WHAT IS REQUIRED:
Reproduce every line of the listing as written, apart from the pictures.

Stored entries:
□ □ □ □ □

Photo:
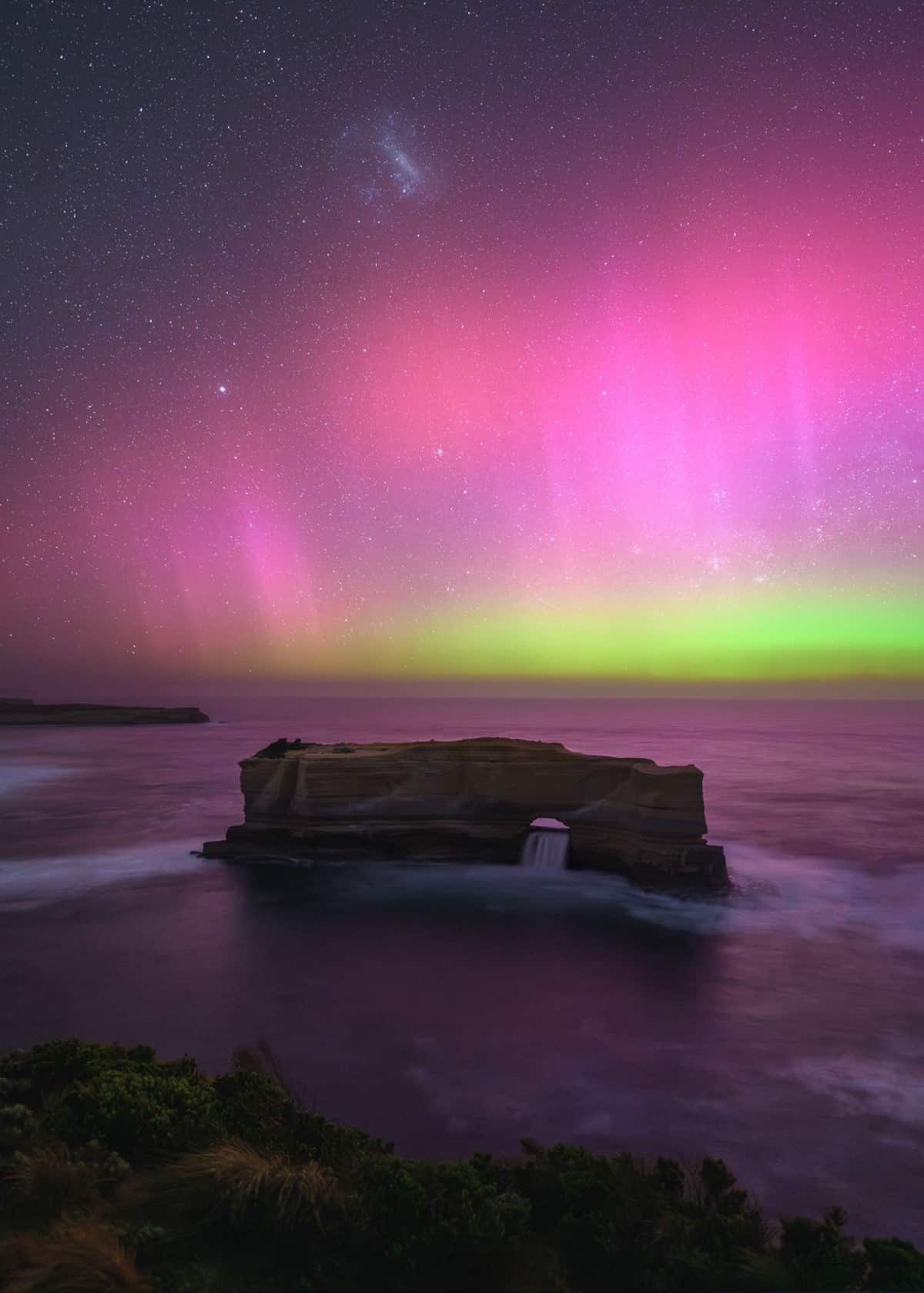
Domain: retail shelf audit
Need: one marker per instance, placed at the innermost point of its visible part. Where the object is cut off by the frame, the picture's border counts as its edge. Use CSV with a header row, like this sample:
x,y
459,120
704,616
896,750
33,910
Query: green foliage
x,y
140,1111
436,1224
819,1256
895,1266
226,1186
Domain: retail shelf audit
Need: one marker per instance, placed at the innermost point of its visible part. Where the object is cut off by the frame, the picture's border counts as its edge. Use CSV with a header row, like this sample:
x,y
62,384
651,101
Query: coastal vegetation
x,y
120,1173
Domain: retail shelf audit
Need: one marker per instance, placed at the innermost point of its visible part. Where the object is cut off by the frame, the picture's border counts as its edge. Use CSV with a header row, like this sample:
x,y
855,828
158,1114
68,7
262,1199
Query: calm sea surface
x,y
453,1009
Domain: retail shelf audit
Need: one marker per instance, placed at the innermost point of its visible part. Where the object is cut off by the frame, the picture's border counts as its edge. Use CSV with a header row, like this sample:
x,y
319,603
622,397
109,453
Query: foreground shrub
x,y
75,1257
234,1188
895,1266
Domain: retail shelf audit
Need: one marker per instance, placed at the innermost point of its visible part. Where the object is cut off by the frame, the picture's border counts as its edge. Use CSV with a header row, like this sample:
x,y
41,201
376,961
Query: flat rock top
x,y
503,748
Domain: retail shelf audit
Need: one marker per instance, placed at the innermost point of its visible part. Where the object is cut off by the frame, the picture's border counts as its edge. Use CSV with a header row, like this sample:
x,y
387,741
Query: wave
x,y
773,893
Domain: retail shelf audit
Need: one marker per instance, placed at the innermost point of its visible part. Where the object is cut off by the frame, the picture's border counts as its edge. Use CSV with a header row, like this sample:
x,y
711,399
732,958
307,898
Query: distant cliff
x,y
21,712
474,801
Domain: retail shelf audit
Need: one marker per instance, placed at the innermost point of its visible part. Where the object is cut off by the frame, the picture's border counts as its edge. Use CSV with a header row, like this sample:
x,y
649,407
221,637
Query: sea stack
x,y
472,801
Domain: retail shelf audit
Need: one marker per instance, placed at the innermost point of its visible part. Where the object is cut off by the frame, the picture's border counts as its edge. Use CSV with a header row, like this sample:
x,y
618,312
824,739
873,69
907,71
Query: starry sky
x,y
457,340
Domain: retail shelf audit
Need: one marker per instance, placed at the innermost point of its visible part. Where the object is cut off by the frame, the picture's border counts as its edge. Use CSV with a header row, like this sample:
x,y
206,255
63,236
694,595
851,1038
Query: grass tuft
x,y
74,1257
236,1184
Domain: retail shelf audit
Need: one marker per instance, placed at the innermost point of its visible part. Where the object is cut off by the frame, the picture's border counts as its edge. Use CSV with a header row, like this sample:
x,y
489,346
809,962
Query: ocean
x,y
454,1009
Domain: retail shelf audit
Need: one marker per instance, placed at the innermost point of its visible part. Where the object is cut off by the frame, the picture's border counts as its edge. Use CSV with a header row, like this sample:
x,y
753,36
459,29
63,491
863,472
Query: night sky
x,y
460,340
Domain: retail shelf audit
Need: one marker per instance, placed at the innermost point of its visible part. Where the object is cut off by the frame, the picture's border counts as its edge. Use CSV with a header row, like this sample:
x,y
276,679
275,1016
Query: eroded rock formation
x,y
472,801
25,712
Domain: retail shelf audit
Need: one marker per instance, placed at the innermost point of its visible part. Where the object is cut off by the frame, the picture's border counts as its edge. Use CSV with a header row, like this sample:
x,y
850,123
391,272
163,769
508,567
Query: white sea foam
x,y
773,894
39,881
882,1087
15,776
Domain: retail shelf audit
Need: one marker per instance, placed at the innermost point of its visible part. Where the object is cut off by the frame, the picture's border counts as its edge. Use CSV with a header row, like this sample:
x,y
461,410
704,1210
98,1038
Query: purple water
x,y
455,1009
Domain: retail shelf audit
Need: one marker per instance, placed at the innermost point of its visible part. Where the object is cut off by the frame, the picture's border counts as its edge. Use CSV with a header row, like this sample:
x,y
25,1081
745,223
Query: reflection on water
x,y
459,1007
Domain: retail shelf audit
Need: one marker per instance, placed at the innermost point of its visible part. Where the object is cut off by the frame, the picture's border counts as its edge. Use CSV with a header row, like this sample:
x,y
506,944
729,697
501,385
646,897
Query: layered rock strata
x,y
21,712
472,801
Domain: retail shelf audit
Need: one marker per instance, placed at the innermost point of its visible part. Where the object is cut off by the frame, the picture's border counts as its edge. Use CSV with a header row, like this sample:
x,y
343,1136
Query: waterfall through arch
x,y
546,846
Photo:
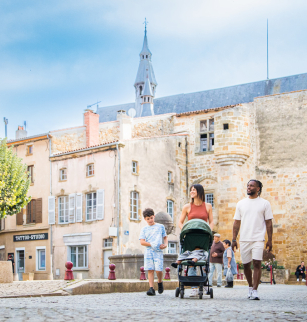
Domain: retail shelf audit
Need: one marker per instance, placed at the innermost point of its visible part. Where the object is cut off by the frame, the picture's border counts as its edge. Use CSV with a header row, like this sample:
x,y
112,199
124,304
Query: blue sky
x,y
57,57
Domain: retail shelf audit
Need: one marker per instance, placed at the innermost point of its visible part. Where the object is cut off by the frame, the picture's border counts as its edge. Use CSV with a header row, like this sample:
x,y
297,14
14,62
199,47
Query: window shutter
x,y
72,207
39,211
100,204
19,218
51,210
79,207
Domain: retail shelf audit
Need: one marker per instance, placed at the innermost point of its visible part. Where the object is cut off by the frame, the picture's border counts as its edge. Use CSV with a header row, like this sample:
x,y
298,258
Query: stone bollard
x,y
143,276
167,275
112,272
68,273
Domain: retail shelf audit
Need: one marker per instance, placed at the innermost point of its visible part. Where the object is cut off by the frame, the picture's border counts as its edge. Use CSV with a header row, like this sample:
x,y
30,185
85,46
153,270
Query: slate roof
x,y
213,98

□ □ □ □ □

THE COMPLETED TASK:
Photo:
Domain: retail shelf audit
Need: one marker per instance, placed at the innermost point of its visible part. Where the object is cut off by the frame, the picture's border counts as its edge. Use CSV with a header row, like this sample:
x,y
459,120
704,616
896,750
33,910
Query: green foliage
x,y
140,1111
436,1224
819,1256
895,1266
226,1186
Domain: retail shelf audit
Need: one marker per instance, placed at the innermost point of its visible part. Where the object is cut off by the frame, the picture's border counts as its edge. Use CSV with a header row, like this sample:
x,y
62,384
651,101
Query: coastal vegetation
x,y
120,1173
Domain: retail shelf audit
Need: one marker per instance, placed at the innermost point of its visible part. Where the object is cut off by the frame, the picture's border counts as its edge. Use CSV with a header row, like this sample:
x,y
855,828
158,1114
68,7
262,1199
Query: calm sea surface
x,y
453,1009
Domain: retail shelf audit
Need: one marker per instance, placed at the innermost point of its visible part. Where the object is cut off by the frame, the picture's border counts as its edge. Use CSV with a header row, like this sample:
x,y
319,603
622,397
109,453
Query: foreground shrub
x,y
75,1257
234,1188
895,1266
Domain: retail shelf audit
Need: one marker per instance, placed at the innermost point of its visible part. Where the object is cut off by the frame, the picture's border counts as its edge. Use CSV with a header row, like this sample:
x,y
41,201
376,961
Query: flat rock top
x,y
503,748
Domain: retail shelf audit
Need: one marker per instance, placed at the innermost point of its visible part. Where the object is cut off by the frame, the picture's border counts as its edge. Use CSV with a header row, like this sample:
x,y
387,741
Query: wave
x,y
773,893
Domain: retail shelf audit
Need: one marker per instance, placed at the innermost point of its visible part. Where the object is cut off by the frame, the picture's border counts as its edge. Use CSV with a header row, like this sample:
x,y
711,399
732,958
307,898
Query: distant cliff
x,y
21,712
474,801
Domain: retail shelf audit
Need: one marker per instance, placed at the innermost point of its visible part. Where the object is cut off by the frame, the picture's border counts as its edge. Use CSV with a header row, like this sample:
x,y
649,407
221,637
Query: sea stack
x,y
472,801
Domain: retail shelf audit
Need: one marker per instance, placed at the innermost point of its visible part. Where the object is cut off by the frame, the picture's border counts as its edge. Use CSV with a header row, like this sample:
x,y
618,312
824,739
873,69
907,71
Query: starry sky
x,y
457,340
Domain: retail shelf audit
Need: one marker per instance, placed at the innermost point of its visible part. Where the object is cut off by the frame, the picture's border counts as its edge. Use CSV with a header row, like this sample:
x,y
206,255
63,236
694,595
851,1038
Query: grass tuft
x,y
74,1257
236,1184
Domain: retail shelf audit
Need: one marker per instance, placed at the innermost point of its visible part. Where the object is cut off by the frame, the picture's border counts as its edge. Use CSV with a header row, like this sample:
x,y
489,346
809,962
Query: ocean
x,y
454,1009
Domain: retail shelf audit
Need: one marker per instance, placed at the innermost point of its visible part. Where the object is cut off by the frame, the picture's border counts as its edge. Use CSV with a header row, like this sample:
x,y
753,36
459,29
63,491
863,472
Query: night sky
x,y
460,340
Domain: retail shelf audit
Need: one marker per instance, placed at the innermost point of its visible part. Where the object is cut off by the frame, the picture's border counts as its edge. Use CSV with a header row, like this sample:
x,y
276,679
275,1016
Query: eroded rock formation
x,y
472,801
25,712
Domain: retail shelf audit
Need: one marker per instance, placed at the innermost point of its visible part. Where the object is cut off by the frame, the picture's border counts as its edge. Use CSV with a header row, like this sample:
x,y
850,123
391,272
163,769
508,567
Query: white sea foam
x,y
773,894
39,881
882,1087
15,776
Domain: retail shelf audit
Need: one marker per instance, placed at the innermost point of its visible part. Where the object is cut off by the frame, the picture's border counts as its edge. Use CSV with a header row, like this sample:
x,y
461,410
704,1210
98,1038
Query: purple water
x,y
455,1009
Domain: retail shelf audit
Need: one marker per instance, placed at the innermost point of its visible part. Where the object is cut off by the frame, the picture's border counts as its edge. Use CSV with a header row, like this sample:
x,y
25,1081
745,223
Query: reflection on water
x,y
459,1007
Domain: retail shelf audit
Need: one marker per instance, placed at the innermost point of its visible part. Where the object is cut off by the frame, the picture's border counts as its edge. Use CSV with a header row, like this sample:
x,y
506,944
729,697
501,385
646,897
Query: layered rock strata
x,y
21,712
472,801
Domain: retail shelf audit
Need: one marker per instance, placed at the innermost point of its visible part. Where the object is cut off by the frame, the picture's border counts as its edge. Use CSV with a header row, like this sample:
x,y
343,1136
Query: waterfall through arch
x,y
546,846
Photo:
Domain: retail shelf audit
Need: one marker per instance, placed at the innermost point of its visible part. Where the object is cut off by the frame, the picture's border counts as its edge. Use CSV with a header row, like this sample:
x,y
112,199
124,304
Query: blue sky
x,y
57,57
Domain: retail shelf audit
Need: one marker per instance, placed at the innermost point of its visible part. Where the object is cut off by the frame, the picture's border counts as its edge. Use CSV with a header row, like this sample:
x,y
297,14
14,62
199,47
Query: window shutter
x,y
72,207
39,211
100,204
19,218
51,210
79,207
Domain: retail shelf audit
Need: one marker per instance, placed at the innermost point of its visible part. Where the object is cut off by the frame, the picture's border counts as its edge. Use CSV with a header row, like this sample:
x,y
298,258
Query: stone bollard
x,y
143,276
167,275
112,272
68,273
Domain: retail shelf audit
Need: one marker per instance, placed at the innermost point of its visible part. Where the object is cut off by the frame, the picture's border counts as its edge. Use CSV with a header row, like this sample:
x,y
30,185
85,46
153,270
Query: slate roof
x,y
213,98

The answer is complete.